### What this task involves
Reproduce the data below with every "single dot" swapped for "single point", keeping all other text the same.

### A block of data
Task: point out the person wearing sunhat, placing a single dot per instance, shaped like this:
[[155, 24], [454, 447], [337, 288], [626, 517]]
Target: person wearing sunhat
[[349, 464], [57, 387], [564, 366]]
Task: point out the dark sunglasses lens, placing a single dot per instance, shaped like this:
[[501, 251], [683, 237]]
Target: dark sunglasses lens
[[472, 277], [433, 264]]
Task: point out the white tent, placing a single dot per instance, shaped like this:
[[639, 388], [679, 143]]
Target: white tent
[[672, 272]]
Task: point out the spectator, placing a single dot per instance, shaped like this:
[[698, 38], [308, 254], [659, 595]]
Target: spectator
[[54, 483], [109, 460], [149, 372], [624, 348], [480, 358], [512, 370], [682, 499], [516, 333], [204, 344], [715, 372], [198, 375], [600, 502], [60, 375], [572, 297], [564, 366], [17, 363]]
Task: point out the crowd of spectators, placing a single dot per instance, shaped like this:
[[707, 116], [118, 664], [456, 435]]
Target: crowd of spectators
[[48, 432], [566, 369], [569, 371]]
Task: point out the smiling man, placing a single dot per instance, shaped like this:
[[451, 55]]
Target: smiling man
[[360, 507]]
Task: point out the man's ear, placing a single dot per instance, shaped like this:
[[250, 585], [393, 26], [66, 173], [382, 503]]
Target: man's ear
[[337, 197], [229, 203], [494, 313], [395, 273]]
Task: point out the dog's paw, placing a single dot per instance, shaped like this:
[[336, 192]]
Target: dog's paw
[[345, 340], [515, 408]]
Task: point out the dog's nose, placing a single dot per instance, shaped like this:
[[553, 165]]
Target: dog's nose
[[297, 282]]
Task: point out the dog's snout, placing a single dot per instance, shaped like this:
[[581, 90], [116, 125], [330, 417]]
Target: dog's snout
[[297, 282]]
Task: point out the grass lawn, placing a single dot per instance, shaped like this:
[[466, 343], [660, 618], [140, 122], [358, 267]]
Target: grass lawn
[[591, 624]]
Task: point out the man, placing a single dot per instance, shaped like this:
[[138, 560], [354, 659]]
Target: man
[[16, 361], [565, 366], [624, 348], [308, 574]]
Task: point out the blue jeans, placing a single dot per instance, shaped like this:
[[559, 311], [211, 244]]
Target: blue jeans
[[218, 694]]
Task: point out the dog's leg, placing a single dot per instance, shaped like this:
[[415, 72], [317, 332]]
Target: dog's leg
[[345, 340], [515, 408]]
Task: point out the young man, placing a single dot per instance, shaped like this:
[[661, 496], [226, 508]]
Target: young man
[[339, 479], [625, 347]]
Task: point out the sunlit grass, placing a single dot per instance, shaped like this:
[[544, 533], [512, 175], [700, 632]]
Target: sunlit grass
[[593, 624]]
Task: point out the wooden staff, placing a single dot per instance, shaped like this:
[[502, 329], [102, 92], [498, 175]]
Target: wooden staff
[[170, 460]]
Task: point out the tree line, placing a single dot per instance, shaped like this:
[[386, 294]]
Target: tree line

### Solution to this task
Task: point out the person wearing sunhat, placing a single point per instance, shaped like this:
[[155, 24], [454, 447], [337, 288], [626, 517]]
Target: person wearing sunhat
[[349, 464], [57, 387], [564, 366]]
Task: point out the dark sunglasses lens, placing a single point per instance, shaped like this:
[[501, 251], [683, 237]]
Target: dark sunglasses lens
[[472, 277], [433, 264]]
Task: point out the white tent, placing a single point per instance, shaped like this:
[[639, 388], [679, 143]]
Target: white tent
[[672, 272]]
Task: point out the spectator, placing a single point per instance, shaped like this:
[[698, 38], [308, 254], [659, 595]]
Target: spectator
[[54, 483], [109, 460], [149, 372], [624, 348], [480, 358], [512, 370], [682, 499], [516, 333], [204, 344], [715, 372], [198, 375], [600, 502], [60, 375], [572, 297], [564, 366], [17, 363]]
Task: point out the crowd of spectators, placing a single point per instance, shaped like this:
[[707, 116], [118, 664], [456, 435]]
Target: crowd of spectators
[[48, 432], [566, 369], [569, 371]]
Task: point out the smiling man, placing a single point per instance, shaped like this:
[[451, 55]]
Target: smiling man
[[360, 507]]
Task: point out the man's ear, placing a single point per instance, shaped like this:
[[250, 585], [393, 26], [66, 173], [382, 503]]
Target: man's ear
[[337, 197], [229, 203], [494, 313], [395, 273]]
Task: point out the dog's paw, placing a single point per instance, shaped like this:
[[336, 192]]
Target: dog's paw
[[345, 340], [515, 408]]
Task: point out the dog's nose, placing a single point per instance, shaped like this:
[[553, 165]]
Target: dog's nose
[[297, 282]]
Task: point out the dog's snout, placing a single point per instance, shaped like this:
[[581, 90], [116, 125], [330, 417]]
Target: dog's snout
[[297, 282]]
Task: point out the grass lawn, placing a single point per instance, shaped like this:
[[466, 343], [660, 618], [140, 122], [358, 267]]
Target: grass lawn
[[591, 624]]
Task: point out the man, placing a single point per instance, shaped like this:
[[138, 560], [354, 659]]
Target: man
[[16, 361], [565, 366], [624, 348], [308, 574]]
Task: point out the blue jeans, placing a single point per instance, shaped like this:
[[559, 311], [211, 244]]
Target: blue jeans
[[218, 694]]
Task: point out the dog's leg, placing a single point per instance, shaped like this:
[[415, 72], [317, 332]]
Target: dog's leg
[[345, 340], [515, 408]]
Task: point out the young man, placing a single point per instance, shaped like this:
[[661, 496], [226, 508]]
Target: young man
[[339, 479], [625, 347]]
Task: point out the sunlit grass, placing a single point per instance, shaped like this:
[[544, 533], [512, 175], [700, 632]]
Target: sunlit grass
[[593, 624]]
Task: point out the wooden staff, placing a single point per instance, shaped like this:
[[502, 329], [102, 92], [498, 175]]
Target: wooden staff
[[170, 460]]
Task: point out the tree line, placing a single point per instance, shaped like this:
[[386, 294]]
Target: tree line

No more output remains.